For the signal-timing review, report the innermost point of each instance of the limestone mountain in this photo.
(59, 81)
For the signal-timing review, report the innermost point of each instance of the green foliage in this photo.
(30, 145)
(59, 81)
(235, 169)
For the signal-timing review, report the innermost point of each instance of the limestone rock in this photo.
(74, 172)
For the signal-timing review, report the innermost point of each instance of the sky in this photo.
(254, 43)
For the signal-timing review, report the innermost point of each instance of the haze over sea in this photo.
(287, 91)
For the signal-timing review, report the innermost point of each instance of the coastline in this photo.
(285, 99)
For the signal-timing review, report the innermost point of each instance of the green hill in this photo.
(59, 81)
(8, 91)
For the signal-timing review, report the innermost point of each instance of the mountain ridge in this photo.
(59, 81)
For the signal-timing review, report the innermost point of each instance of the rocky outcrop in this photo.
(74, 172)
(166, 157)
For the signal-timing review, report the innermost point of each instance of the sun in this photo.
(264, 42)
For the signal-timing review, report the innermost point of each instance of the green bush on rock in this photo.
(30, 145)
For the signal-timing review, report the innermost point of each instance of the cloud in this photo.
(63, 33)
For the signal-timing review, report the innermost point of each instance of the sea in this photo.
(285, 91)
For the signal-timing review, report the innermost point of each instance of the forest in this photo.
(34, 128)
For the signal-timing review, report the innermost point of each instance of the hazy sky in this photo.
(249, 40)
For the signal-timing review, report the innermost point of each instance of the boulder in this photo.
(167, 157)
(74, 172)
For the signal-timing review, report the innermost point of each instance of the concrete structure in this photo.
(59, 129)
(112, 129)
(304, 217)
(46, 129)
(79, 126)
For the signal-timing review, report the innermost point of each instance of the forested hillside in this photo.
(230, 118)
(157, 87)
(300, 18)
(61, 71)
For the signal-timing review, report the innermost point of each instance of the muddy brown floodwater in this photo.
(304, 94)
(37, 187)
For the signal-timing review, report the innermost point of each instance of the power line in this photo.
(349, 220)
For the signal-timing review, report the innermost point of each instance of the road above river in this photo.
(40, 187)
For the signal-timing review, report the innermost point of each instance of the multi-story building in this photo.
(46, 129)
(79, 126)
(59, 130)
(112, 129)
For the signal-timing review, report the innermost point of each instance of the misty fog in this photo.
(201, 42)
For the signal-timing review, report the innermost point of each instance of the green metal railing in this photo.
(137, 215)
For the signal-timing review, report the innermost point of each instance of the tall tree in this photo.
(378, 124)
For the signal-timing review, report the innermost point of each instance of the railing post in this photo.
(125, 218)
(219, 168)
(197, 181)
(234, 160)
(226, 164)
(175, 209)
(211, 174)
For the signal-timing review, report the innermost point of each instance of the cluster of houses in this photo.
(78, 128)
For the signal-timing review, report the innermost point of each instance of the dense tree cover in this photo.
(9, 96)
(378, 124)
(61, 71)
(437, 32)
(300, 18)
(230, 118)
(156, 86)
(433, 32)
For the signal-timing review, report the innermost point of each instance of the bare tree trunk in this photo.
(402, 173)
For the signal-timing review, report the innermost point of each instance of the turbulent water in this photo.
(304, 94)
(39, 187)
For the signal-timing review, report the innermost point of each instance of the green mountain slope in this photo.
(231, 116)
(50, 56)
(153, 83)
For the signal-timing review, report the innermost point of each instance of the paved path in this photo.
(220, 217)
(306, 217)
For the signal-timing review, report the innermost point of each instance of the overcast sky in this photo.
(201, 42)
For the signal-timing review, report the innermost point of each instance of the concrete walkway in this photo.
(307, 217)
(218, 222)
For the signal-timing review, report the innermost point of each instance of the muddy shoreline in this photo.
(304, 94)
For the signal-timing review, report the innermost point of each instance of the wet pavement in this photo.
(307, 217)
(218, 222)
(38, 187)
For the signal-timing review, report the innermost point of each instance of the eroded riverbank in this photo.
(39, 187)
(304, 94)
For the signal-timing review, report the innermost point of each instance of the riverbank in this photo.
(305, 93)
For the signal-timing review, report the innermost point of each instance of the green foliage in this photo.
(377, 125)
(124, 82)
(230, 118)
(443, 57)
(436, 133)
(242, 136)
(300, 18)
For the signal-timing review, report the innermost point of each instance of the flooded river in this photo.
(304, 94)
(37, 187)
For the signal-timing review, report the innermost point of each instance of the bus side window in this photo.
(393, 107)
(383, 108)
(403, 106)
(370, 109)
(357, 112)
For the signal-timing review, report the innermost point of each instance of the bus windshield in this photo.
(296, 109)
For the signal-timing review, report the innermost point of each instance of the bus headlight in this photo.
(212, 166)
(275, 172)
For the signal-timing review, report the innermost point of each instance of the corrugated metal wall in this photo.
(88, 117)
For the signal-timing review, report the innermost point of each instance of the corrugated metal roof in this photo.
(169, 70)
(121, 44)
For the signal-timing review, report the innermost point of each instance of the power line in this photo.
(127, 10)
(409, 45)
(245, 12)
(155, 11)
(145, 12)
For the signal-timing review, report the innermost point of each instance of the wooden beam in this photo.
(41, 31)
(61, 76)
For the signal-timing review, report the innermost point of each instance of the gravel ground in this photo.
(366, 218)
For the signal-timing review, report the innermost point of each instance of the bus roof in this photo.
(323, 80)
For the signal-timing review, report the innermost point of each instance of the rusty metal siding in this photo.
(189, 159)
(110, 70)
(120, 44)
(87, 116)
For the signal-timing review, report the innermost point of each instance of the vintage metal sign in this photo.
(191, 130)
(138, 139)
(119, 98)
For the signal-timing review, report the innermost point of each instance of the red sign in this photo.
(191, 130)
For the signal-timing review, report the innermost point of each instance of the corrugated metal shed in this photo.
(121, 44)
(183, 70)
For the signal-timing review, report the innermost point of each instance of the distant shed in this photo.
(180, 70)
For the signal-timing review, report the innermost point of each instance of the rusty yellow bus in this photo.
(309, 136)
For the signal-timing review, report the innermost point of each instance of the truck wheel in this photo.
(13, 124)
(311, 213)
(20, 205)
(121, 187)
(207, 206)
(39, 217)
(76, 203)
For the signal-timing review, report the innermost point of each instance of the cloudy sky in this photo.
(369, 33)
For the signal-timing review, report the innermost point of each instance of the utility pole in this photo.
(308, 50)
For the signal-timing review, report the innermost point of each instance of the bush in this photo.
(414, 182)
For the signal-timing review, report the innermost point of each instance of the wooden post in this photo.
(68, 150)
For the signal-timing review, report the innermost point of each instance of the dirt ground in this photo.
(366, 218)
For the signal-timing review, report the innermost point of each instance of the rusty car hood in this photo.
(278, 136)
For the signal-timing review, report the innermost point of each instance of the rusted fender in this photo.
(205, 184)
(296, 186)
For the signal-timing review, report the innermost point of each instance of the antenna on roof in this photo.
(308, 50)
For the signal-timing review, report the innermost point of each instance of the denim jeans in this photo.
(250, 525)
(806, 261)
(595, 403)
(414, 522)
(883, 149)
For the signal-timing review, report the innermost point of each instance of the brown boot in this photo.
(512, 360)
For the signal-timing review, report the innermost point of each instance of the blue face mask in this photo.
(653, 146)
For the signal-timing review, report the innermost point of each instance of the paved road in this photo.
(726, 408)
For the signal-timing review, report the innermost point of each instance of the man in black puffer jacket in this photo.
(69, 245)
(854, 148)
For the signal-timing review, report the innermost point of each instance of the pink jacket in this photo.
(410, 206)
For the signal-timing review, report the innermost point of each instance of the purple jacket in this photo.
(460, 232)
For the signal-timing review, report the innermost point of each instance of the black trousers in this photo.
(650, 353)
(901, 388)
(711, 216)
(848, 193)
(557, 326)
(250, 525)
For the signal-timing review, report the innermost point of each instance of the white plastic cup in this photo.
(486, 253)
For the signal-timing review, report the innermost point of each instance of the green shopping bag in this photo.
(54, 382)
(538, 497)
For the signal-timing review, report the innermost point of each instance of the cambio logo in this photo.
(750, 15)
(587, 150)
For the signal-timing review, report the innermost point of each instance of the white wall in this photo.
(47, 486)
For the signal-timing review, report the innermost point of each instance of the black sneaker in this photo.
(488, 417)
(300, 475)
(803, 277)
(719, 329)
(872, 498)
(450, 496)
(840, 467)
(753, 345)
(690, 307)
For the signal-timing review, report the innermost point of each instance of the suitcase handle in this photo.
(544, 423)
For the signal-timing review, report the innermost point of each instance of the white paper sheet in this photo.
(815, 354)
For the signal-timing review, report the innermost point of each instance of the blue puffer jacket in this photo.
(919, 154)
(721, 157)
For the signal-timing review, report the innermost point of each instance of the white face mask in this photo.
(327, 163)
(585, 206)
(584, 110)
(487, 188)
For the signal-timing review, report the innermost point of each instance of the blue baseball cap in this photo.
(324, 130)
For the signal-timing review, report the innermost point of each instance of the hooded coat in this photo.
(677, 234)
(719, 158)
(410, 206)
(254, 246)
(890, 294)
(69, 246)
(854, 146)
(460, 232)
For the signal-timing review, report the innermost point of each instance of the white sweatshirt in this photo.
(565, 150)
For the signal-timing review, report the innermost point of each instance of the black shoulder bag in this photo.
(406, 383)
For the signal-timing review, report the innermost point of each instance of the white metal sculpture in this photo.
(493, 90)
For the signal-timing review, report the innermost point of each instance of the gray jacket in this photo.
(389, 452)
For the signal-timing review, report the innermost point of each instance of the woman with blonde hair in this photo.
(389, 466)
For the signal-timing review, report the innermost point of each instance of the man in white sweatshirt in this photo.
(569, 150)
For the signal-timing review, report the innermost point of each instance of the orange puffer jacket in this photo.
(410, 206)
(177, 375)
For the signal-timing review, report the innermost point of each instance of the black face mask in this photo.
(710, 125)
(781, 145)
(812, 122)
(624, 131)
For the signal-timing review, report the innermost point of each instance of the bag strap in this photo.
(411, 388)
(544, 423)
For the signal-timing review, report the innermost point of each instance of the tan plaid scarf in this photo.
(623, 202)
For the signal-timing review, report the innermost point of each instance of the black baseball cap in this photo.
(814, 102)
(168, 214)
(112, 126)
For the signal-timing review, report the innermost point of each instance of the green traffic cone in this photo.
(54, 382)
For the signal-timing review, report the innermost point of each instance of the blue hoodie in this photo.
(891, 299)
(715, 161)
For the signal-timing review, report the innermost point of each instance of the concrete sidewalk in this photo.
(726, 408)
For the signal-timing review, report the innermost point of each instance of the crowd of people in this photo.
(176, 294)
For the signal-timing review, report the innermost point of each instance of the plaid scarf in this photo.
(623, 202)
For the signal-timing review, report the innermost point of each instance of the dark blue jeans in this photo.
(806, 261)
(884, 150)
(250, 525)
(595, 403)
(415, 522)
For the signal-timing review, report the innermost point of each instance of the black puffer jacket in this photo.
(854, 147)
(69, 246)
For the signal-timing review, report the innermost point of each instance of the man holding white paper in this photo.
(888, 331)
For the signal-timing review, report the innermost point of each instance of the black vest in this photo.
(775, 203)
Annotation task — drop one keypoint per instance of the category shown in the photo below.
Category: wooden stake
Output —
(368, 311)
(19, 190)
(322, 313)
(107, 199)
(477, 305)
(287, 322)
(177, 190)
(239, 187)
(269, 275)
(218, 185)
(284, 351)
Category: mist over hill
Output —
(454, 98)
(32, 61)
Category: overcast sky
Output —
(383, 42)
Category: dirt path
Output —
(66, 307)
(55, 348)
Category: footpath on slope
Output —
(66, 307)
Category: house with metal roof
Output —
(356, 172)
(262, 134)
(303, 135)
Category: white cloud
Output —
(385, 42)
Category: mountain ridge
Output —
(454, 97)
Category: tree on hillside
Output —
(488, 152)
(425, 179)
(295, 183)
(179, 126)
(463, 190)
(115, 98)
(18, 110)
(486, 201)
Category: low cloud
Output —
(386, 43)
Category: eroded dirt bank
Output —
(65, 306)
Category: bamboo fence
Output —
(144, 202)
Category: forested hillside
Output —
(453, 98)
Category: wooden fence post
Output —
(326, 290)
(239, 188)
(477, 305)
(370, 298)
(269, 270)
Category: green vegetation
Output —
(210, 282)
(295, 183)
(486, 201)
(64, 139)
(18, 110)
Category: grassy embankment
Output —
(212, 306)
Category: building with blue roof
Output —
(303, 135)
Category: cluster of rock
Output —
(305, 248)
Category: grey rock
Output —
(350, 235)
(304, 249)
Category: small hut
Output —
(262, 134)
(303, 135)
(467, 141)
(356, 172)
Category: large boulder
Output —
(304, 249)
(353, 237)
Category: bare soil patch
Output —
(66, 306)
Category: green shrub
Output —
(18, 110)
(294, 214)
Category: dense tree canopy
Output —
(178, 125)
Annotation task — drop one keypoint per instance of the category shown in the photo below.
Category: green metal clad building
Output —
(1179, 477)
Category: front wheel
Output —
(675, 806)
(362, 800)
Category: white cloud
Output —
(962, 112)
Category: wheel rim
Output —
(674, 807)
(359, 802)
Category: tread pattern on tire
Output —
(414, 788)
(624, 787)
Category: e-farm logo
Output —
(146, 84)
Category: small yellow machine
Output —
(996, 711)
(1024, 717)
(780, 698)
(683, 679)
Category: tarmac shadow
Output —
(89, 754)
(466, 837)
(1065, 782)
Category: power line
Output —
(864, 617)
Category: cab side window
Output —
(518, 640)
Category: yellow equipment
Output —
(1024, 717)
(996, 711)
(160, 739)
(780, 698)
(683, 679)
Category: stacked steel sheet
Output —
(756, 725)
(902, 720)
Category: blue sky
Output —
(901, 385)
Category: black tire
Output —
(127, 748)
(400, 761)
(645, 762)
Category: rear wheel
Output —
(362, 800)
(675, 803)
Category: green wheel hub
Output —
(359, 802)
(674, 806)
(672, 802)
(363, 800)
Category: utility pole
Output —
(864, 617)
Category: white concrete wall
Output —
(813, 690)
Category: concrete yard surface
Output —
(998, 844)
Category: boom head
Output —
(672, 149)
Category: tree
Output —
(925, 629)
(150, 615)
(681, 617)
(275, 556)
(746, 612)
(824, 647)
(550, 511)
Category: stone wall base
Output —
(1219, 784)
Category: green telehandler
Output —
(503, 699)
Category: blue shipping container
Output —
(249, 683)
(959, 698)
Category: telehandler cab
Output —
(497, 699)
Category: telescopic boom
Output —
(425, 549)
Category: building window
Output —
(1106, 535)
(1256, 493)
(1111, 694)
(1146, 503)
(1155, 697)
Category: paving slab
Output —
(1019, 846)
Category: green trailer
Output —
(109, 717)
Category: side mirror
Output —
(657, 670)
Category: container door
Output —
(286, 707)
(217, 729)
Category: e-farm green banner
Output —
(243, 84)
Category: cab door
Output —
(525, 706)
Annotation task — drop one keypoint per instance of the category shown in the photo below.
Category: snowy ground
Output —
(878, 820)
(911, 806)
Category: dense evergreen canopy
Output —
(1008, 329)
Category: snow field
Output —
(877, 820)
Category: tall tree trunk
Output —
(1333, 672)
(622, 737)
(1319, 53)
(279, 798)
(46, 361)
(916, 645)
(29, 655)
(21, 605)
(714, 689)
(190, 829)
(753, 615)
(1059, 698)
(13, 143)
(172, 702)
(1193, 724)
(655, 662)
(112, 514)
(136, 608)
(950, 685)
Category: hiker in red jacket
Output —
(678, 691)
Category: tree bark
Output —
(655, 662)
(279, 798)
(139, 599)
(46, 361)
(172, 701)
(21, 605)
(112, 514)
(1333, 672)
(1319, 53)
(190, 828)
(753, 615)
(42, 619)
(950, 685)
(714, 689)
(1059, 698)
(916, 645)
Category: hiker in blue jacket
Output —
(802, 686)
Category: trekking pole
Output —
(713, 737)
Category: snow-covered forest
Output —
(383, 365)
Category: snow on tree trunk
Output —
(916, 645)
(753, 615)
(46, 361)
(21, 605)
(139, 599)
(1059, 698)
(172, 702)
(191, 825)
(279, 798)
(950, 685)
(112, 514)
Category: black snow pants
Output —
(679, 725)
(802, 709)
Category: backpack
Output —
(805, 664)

################

• [Task to carry out] Recast the part of the listing that opens with the line containing "Category: trekking pole" and runs through the end of the listing as a JSON list of strings, one string per line, leaving out blank lines.

• [Task response]
[
  "Category: trekking pole",
  "Output —",
  "(713, 737)",
  "Category: snow-covered forest",
  "Output —",
  "(383, 365)",
  "Category: snow on tree trunk",
  "Output —",
  "(916, 645)",
  "(753, 615)",
  "(46, 361)",
  "(21, 605)",
  "(139, 599)",
  "(1059, 698)",
  "(172, 702)",
  "(191, 825)",
  "(279, 798)",
  "(950, 685)",
  "(112, 514)",
  "Category: black snow pants",
  "Output —",
  "(679, 725)",
  "(802, 709)",
  "Category: backpack",
  "Output —",
  "(805, 664)"
]